> Extrait:
<<<<

Ces 4 et 5 novembre, deux pilotes voulaient plus que tout remporter le Tour de Corse: avec trois victoires chacun, le vainqueur détiendrait seul le record. Andruet, bien sûr, mais aussi Darniche, lui aussi sur une Fiat 131 (engagée par l'usine). Les outsiders étaient Munari et Mouton (Fiat 131), Alméras, Vincent et Swaton (Porsche), Pond et Thérier (Triumph TR7), Bettega, Vudafieri et Serpaggi (Stratos). Munari tirait le premier en s'imposant dans les deux premières spéciales. Mais dès la troisième, tronçon non-stop de Saint Sauveur, Andruet s'imposait, malgré une crevaison lente, prenant du même coup le commandement du rallye. Darniche et Munari connaissaient des problèmes avec leurs pneus, usés jusqu'à la corde. A l'assistance, tandis qu'on montait des slicks sur les voitures de l'usine, on installait des mixtes sur la voiture de Jean-Claude. Prévenu par Michèle Mouton, il allait se renseigner auprès de Giorgio Pianta, le responsable... En rupture de slicks, on lui avait mis des mixtes, mais juste pour le secteur de liaison. IL aurait des gommes lisses avant le départ de la spéciale suivante.

>>>>

> Données fournies:
<<<<

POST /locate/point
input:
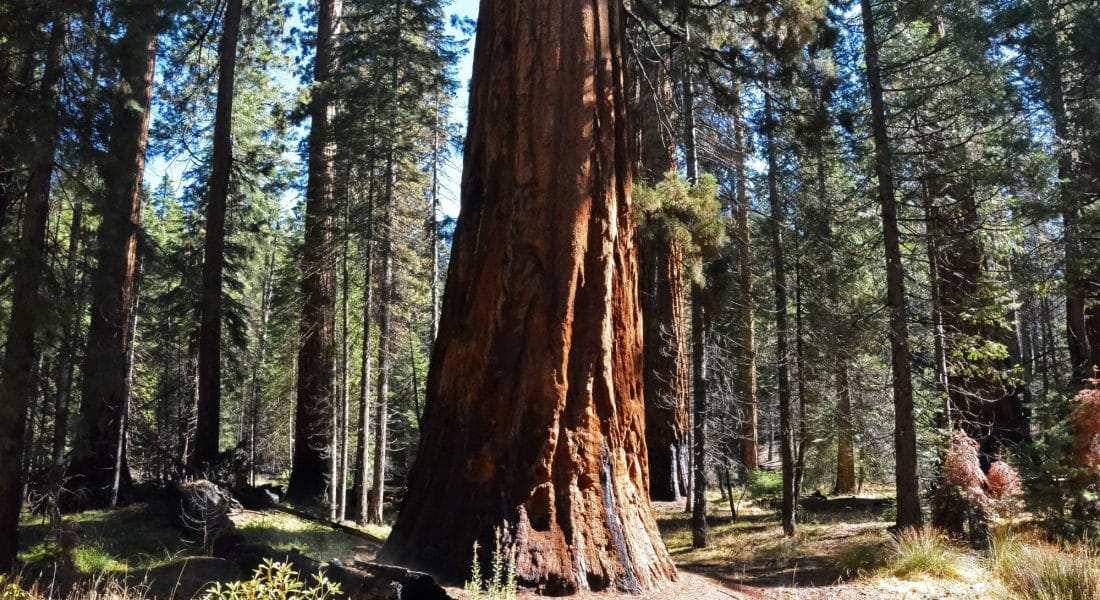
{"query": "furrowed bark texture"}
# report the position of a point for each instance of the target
(535, 416)
(662, 296)
(106, 369)
(207, 434)
(905, 470)
(22, 352)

>>>>

> Consigne: D'après l'extrait sur le Tour de Corse, pourquoi deux pilotes voulaient-ils plus que tout gagner cette course ? Répondez en une à trois phrases. Appuyez-vous uniquement sur l'extrait.

> Réponse: Andruet et Darniche avaient déjà trois victoires chacun au Tour de Corse. Celui qui gagnait détiendrait donc seul le record.